→ Problem requirements
Transcribe each record exactly. Include every one.

▼

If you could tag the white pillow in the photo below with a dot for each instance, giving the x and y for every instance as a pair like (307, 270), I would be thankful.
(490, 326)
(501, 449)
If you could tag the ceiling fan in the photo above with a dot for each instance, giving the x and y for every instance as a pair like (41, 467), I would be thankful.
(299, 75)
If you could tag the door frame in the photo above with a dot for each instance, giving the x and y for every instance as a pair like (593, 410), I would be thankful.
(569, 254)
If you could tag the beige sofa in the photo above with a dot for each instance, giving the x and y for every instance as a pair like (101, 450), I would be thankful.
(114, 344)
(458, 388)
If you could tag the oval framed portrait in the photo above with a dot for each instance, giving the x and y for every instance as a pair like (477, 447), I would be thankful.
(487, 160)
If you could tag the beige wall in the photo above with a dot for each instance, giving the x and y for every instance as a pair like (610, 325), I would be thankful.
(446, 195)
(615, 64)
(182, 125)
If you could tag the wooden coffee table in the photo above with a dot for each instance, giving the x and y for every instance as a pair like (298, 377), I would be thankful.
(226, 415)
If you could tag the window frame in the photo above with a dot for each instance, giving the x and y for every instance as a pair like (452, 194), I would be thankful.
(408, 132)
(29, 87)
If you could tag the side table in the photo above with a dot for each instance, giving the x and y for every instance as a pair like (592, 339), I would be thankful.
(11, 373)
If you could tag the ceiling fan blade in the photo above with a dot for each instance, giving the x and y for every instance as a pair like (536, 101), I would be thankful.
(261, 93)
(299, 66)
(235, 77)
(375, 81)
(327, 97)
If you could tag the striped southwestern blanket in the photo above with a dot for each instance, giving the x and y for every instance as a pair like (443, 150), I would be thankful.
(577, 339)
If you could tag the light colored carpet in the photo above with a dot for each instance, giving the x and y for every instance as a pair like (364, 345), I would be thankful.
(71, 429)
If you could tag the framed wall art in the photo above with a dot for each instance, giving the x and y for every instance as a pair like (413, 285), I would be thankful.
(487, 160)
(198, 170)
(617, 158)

▲

→ Exercise result
If you could tag the white pillow in the photo below with a dot for each instance, giving the x and y for every instance as a pair like (307, 270), I would be thankful.
(490, 326)
(501, 449)
If you could tag the ceiling fan in the photo above with a dot for each instance, giving the x and y for every instance as a pair like (41, 467), I would be thankful.
(299, 75)
If you could tag the door frame in the photo above with a dot for each instance, giving the x and y for every instance as a pair like (593, 410), I would be thankful.
(569, 254)
If you could tag the beige sofa in the photo above with a dot for each instance, giving the x and y for every instance as a pair like (101, 450), I would be thankful.
(114, 344)
(458, 388)
If you could tag the oval framed portrait in the photo above with a dot for each instance, giving the x and y for every instance as a pair like (477, 447), I would be thankful.
(487, 160)
If you could tag the beige wall in the photo above with a dot for each instance, giving the x and y for every instance as a pair like (610, 325), I would be thankful.
(446, 195)
(615, 64)
(182, 125)
If you could tag the wooden coffee table in the photo above with a dot for each instance, giving the x and y for every instance as a pair like (298, 377), I would be thankful.
(226, 415)
If you could tag the window frame in the photo above with a dot for each instance, giving the x and y for every instance as a pair like (452, 194), I would be thankful.
(408, 132)
(29, 87)
If you could tag the side table in the photo above with a dot for each instance, giving the x and y for every instance as a pair like (592, 339), I would be thankful.
(11, 373)
If you could tag the ceiling fan blade in the photo above with a dot for each instance, giving the x and y for every instance as a pair like (536, 101), I would be thankful.
(261, 93)
(299, 66)
(235, 77)
(375, 81)
(327, 97)
If you could tag the striped southwestern blanket in the photo above with a dot for each instance, giving the x and y for every instance as a pair like (443, 150), I would be thankful.
(577, 339)
If you could tag the light colored carpet in the photo above with a dot for each instance, giving the x and y for every instance as a pair like (364, 345), I would be thankful.
(71, 429)
If you could tag the framed wall art in the photo above with a dot for each instance, giving the x and y for every instance as a pair like (413, 285), I would be thankful.
(487, 160)
(198, 170)
(617, 158)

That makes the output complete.